**TASK DIRECTIONS:** Please rewrite every row below as a two-column CSV with the headers input and output, one line per row. Put each row's text in input and its answer in output, each as a quoted field with line breaks turned into spaces.

**DATA SUPPLIED:**
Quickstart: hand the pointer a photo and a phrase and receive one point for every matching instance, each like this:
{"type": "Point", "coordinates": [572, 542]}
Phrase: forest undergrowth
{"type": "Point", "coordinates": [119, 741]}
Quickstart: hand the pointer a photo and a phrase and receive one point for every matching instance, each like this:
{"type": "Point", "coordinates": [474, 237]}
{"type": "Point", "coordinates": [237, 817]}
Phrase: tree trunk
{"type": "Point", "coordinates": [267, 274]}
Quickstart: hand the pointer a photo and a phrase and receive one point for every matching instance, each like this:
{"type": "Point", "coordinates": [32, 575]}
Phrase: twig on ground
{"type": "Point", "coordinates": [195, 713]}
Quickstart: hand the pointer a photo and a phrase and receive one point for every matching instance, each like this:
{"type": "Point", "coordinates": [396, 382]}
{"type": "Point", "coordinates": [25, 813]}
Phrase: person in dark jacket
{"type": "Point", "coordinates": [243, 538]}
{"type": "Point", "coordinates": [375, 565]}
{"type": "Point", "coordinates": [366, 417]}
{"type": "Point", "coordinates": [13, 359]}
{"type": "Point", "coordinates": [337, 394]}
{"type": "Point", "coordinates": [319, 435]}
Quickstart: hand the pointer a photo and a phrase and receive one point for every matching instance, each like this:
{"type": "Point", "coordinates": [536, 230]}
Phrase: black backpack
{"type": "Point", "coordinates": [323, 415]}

**PROBLEM SOLUTION:**
input,output
"Quickstart: hand the pointer a photo and a phrase and receive one point for every matching instance, each like this: {""type"": ""Point"", ""coordinates"": [572, 542]} Phrase: forest undergrowth","{""type"": ""Point"", ""coordinates"": [119, 741]}"
"Quickstart: hand the pointer a photo and a phrase and receive one point for every matching instance, each like this: {""type"": ""Point"", ""coordinates"": [474, 237]} {""type"": ""Point"", ""coordinates"": [237, 817]} Phrase: tree trunk","{""type"": ""Point"", ""coordinates"": [267, 274]}"
"Quickstart: hand the pointer a photo and a phrase and receive one point for every matching instance, each like this: {""type"": ""Point"", ""coordinates"": [32, 575]} Phrase: twig on ground","{""type"": ""Point"", ""coordinates"": [195, 713]}"
"Quickstart: hand the pointer a photo and a phrase and receive one point for every matching instance, each like this: {""type"": ""Point"", ""coordinates"": [396, 382]} {""type"": ""Point"", ""coordinates"": [25, 813]} Phrase: person in dark jacket","{""type"": ""Point"", ""coordinates"": [243, 538]} {""type"": ""Point"", ""coordinates"": [375, 565]} {""type"": ""Point"", ""coordinates"": [366, 417]} {""type"": ""Point"", ""coordinates"": [13, 359]} {""type"": ""Point"", ""coordinates"": [337, 394]} {""type"": ""Point"", ""coordinates"": [319, 435]}"
"Quickstart: hand the pointer a photo and a phrase and receive one point for every matching instance, each like this: {""type"": ""Point"", ""coordinates"": [536, 230]} Phrase: black backpack","{""type"": ""Point"", ""coordinates"": [323, 415]}"